_STUDY MATERIAL_
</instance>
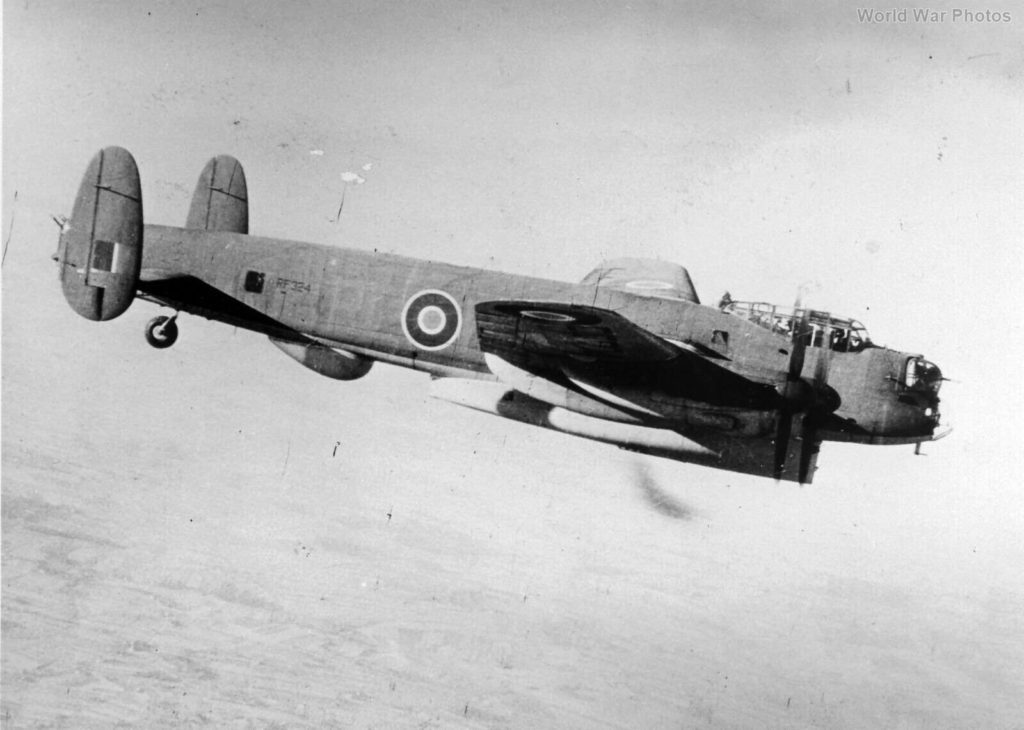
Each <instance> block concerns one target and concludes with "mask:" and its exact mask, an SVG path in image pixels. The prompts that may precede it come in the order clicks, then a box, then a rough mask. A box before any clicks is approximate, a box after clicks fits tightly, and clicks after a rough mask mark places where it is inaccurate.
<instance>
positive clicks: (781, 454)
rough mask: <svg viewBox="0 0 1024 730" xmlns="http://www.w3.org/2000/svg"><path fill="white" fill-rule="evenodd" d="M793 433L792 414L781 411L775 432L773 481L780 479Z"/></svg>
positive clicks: (773, 466) (789, 453) (784, 469)
mask: <svg viewBox="0 0 1024 730" xmlns="http://www.w3.org/2000/svg"><path fill="white" fill-rule="evenodd" d="M792 433H793V412H792V411H790V410H783V411H781V412H780V413H779V415H778V428H777V430H776V431H775V463H774V464H773V465H772V466H773V471H772V475H773V476H774V477H775V481H779V480H780V479H781V478H782V473H783V472H784V471H785V462H786V460H787V459H788V456H790V436H791V435H792Z"/></svg>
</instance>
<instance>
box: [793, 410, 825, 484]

_WORK TASK_
Wherever an image appears, omit it; copy the rest of the records exactly.

_TASK RESPONSE_
</instance>
Each <instance> block concerns one target and concludes with "mask:" and its exact mask, an SVG path in image pixels. The prompts that may precede it come in the order clicks, then a box, then a rough mask. A box before any clicks is approximate, a box after clicks fits tightly, and clicks after a rough mask mark places where it is inaccurate.
<instance>
positive clicks: (781, 454)
rough mask: <svg viewBox="0 0 1024 730" xmlns="http://www.w3.org/2000/svg"><path fill="white" fill-rule="evenodd" d="M793 433L792 414L781 411L775 432L773 481L780 479Z"/></svg>
positive clicks: (773, 466) (789, 453) (784, 469)
mask: <svg viewBox="0 0 1024 730" xmlns="http://www.w3.org/2000/svg"><path fill="white" fill-rule="evenodd" d="M792 433H793V412H792V411H790V410H783V411H781V412H780V413H779V415H778V428H777V430H776V431H775V463H774V464H773V465H772V466H773V471H772V475H773V476H774V477H775V481H779V480H780V479H781V478H782V473H783V472H784V471H785V462H786V460H787V459H788V456H790V436H791V435H792Z"/></svg>
</instance>
<instance>
box: [793, 410, 825, 484]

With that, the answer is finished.